-- start Records shown --

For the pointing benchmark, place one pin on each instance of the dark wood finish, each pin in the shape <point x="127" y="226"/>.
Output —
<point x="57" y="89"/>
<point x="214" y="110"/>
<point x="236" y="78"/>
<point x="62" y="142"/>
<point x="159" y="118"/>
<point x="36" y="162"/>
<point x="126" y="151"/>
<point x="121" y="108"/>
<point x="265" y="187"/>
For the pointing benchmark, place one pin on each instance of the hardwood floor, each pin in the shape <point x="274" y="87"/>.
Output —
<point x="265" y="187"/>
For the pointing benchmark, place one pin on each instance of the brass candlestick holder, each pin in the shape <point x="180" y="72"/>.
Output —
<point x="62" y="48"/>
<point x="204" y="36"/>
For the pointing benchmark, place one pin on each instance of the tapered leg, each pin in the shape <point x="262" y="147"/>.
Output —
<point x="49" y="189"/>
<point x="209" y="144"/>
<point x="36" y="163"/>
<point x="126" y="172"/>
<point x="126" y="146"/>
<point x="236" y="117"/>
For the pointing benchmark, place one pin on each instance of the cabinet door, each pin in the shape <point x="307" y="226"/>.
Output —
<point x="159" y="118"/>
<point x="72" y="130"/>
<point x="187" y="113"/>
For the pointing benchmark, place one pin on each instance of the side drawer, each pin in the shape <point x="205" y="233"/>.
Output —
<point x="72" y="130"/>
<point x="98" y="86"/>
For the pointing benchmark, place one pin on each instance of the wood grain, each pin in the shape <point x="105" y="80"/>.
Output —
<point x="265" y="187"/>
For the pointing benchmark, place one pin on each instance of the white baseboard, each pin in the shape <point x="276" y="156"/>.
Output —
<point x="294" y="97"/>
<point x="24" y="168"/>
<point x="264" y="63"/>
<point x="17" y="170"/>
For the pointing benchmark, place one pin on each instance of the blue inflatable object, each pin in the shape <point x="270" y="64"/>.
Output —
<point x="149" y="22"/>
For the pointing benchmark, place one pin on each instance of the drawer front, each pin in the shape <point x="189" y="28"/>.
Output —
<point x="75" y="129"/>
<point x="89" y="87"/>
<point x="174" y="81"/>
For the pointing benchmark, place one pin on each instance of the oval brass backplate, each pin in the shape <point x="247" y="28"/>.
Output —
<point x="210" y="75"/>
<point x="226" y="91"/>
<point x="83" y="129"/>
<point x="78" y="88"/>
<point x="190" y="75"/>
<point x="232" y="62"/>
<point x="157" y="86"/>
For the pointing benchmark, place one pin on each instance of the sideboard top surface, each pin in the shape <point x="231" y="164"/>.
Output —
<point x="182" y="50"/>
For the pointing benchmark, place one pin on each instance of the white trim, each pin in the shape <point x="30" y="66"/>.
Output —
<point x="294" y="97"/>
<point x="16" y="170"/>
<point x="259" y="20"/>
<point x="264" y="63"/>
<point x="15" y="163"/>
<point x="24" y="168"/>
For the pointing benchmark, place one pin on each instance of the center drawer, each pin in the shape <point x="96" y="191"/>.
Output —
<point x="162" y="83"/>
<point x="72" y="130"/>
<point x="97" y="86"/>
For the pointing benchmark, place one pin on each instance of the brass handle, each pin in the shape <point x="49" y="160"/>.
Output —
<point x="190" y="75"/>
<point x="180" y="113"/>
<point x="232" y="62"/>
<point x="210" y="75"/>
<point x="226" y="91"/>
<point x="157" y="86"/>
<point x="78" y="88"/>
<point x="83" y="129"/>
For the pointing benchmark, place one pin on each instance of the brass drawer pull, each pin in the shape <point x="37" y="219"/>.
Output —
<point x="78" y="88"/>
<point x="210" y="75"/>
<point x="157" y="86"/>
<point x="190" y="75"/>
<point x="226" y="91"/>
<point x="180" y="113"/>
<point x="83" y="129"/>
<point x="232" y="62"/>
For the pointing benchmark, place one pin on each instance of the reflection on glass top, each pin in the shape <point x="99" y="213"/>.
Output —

-- end Records shown --

The lines above should be duplicated exactly.

For the pointing benchmark, place one pin on each instance of the dark wood finish, each pin in the shape <point x="127" y="226"/>.
Output —
<point x="57" y="89"/>
<point x="214" y="110"/>
<point x="236" y="78"/>
<point x="62" y="142"/>
<point x="159" y="118"/>
<point x="36" y="162"/>
<point x="126" y="151"/>
<point x="121" y="108"/>
<point x="265" y="187"/>
For the pointing benchmark, place one pin on each instance of the hardwood floor, each pin in the shape <point x="274" y="87"/>.
Output —
<point x="265" y="187"/>
For the pointing benchmark, place one pin on each instance of the brass candlestick holder, each pin in the shape <point x="180" y="72"/>.
Output —
<point x="62" y="48"/>
<point x="204" y="36"/>
For the pointing benchmark, place one pin on each instance of the tapered leg, each pin in the shape <point x="262" y="147"/>.
Output —
<point x="49" y="189"/>
<point x="209" y="144"/>
<point x="36" y="163"/>
<point x="126" y="172"/>
<point x="126" y="146"/>
<point x="236" y="117"/>
For the pointing benchmark, place one pin on each instance of the cabinet door, each pin in the shape <point x="307" y="226"/>.
Output —
<point x="159" y="118"/>
<point x="72" y="130"/>
<point x="187" y="113"/>
For the pointing benchmark, place one pin on each instance of the side drawer, each pin in the shape <point x="205" y="233"/>.
Output —
<point x="72" y="130"/>
<point x="98" y="86"/>
For the pointing benchmark, place one pin on each instance of the wood grain, each pin in the shape <point x="105" y="80"/>.
Output —
<point x="265" y="187"/>
For the pointing benchmark, place one pin on each instance of the white baseboard, each pin in the shape <point x="276" y="156"/>.
Output —
<point x="294" y="97"/>
<point x="24" y="168"/>
<point x="264" y="63"/>
<point x="17" y="170"/>
For the pointing benchmark, place one pin on each instance of the blue inflatable object, each pin in the shape <point x="270" y="64"/>.
Output —
<point x="149" y="22"/>
For the pointing benchmark, place one pin on each instance of the drawer front, each pin in the shape <point x="189" y="28"/>.
Output —
<point x="75" y="129"/>
<point x="89" y="87"/>
<point x="174" y="81"/>
For the pointing benchmark, place one pin on each instance of the oval brass backplate, each pin in the shape <point x="247" y="28"/>.
Output —
<point x="210" y="75"/>
<point x="226" y="91"/>
<point x="83" y="129"/>
<point x="78" y="88"/>
<point x="190" y="75"/>
<point x="232" y="62"/>
<point x="157" y="86"/>
For the pointing benchmark, place one pin on each instance of the sideboard top surface, each pin in the shape <point x="231" y="164"/>.
Output —
<point x="182" y="50"/>
For the pointing benchmark, place one pin on each instance of the white trim, each pin in the shape <point x="30" y="66"/>.
Output —
<point x="294" y="97"/>
<point x="16" y="170"/>
<point x="259" y="20"/>
<point x="264" y="63"/>
<point x="15" y="163"/>
<point x="24" y="168"/>
For the pointing benchmark, place one pin on each instance of the center drawer, each pin in the shape <point x="96" y="191"/>.
Output —
<point x="162" y="83"/>
<point x="72" y="130"/>
<point x="97" y="86"/>
For the pointing benchmark, place one pin on each instance of the brass handle, each pin in the shape <point x="49" y="160"/>.
Output —
<point x="190" y="75"/>
<point x="180" y="113"/>
<point x="232" y="62"/>
<point x="210" y="75"/>
<point x="226" y="91"/>
<point x="157" y="86"/>
<point x="78" y="88"/>
<point x="83" y="129"/>
For the pointing benchmark, place one pin on each instance of the brass drawer pull, each pin in the shape <point x="37" y="219"/>.
Output —
<point x="78" y="88"/>
<point x="210" y="75"/>
<point x="157" y="86"/>
<point x="190" y="75"/>
<point x="226" y="91"/>
<point x="180" y="113"/>
<point x="83" y="129"/>
<point x="232" y="62"/>
For the pointing benchmark, place one pin on each instance of the reflection on glass top, each pin in the shape <point x="99" y="213"/>.
Output —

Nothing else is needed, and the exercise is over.